● SHORT PROBLEM 1
In the passage on insourcing discovery, what makes the insourcing model possible today compared with three to five years ago?
● SHORT PROBLEM 2
Copy the passage on insourcing discovery starting with "Going hand-in-hand with" and going on through "for in-house adoption.", replacing "maturation" with "growth".

What is driving this fundamental shift and desire to insource discovery operations?

There is no single compelling reason or driving force pushing legal departments to make this decision. The following are all contributing factors, enticing companies to consider insourcing parts or all of the discovery function:

  • Organizations face continued pressure to lower costs
  • Data footprints are growing
  • Legal departments want better visibility and predictability into their spend
  • Clients are demanding innovative and enhanced service delivery
  • Cyber threats and data breaches are increasing the need to better protect company information
  • The pool of talented discovery support professionals is higher today than ever before

Additionally, what’s making the insourcing model possible today (compared with three to five years ago), is the advent of reliable cloud-hosted discovery technology and storage. Legal and IT departments can now more easily add new technologies to their toolbox without the costs and burden of managing on premise infrastructure.

Going hand-in-hand with this is the maturation of the discovery technology market. No longer are complex processes or custom scripts required to achieve relatively simple tasks. The out-of-the-box functionality and usability of these tools have made great strides over the past few years to the point that many in-house resources can manage them on their own. Many of the leading tools even offer “self-service models” that are designed specifically for in-house adoption.

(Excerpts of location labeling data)
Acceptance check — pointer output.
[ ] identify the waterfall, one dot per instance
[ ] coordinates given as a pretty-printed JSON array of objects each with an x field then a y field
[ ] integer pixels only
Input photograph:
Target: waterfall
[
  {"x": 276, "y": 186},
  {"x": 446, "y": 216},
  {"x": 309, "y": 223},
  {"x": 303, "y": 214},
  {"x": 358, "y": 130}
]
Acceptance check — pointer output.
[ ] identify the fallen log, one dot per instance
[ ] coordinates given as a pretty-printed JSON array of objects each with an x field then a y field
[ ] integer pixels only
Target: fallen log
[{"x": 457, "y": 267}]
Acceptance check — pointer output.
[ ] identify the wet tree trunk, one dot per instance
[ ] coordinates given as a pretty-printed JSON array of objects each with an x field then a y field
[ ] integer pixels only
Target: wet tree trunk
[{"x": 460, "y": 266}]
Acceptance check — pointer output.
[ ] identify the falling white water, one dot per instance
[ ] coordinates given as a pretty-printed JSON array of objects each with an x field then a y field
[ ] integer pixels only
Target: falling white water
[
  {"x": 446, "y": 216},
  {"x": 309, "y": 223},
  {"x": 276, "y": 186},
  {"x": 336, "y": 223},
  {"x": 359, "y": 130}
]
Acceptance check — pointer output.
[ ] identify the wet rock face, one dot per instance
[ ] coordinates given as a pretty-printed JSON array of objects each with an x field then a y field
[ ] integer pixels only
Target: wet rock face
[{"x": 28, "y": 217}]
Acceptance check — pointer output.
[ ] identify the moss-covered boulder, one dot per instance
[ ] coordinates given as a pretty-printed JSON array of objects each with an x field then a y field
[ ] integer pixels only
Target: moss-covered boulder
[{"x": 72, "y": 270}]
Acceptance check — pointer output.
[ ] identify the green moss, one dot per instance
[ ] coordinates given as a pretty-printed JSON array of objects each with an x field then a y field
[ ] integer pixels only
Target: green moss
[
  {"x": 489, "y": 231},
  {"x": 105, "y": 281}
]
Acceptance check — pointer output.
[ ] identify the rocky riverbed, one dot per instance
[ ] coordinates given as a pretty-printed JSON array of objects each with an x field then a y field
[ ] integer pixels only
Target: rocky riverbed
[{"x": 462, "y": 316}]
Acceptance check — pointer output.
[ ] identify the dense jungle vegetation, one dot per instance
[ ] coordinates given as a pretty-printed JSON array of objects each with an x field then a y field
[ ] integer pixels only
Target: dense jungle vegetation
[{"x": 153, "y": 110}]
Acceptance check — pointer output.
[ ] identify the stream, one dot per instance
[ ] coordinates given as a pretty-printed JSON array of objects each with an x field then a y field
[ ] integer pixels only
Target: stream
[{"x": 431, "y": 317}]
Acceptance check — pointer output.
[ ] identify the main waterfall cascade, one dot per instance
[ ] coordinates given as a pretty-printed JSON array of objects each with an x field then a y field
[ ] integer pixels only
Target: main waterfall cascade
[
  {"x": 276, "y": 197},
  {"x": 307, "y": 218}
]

● EXERCISE ANSWER 1
The advent of reliable cloud-hosted discovery technology and storage.

● EXERCISE ANSWER 2
Going hand-in-hand with this is the growth of the discovery technology market. No longer are complex processes or custom scripts required to achieve relatively simple tasks. The out-of-the-box functionality and usability of these tools have made great strides over the past few years to the point that many in-house resources can manage them on their own. Many of the leading tools even offer “self-service models” that are designed specifically for in-house adoption.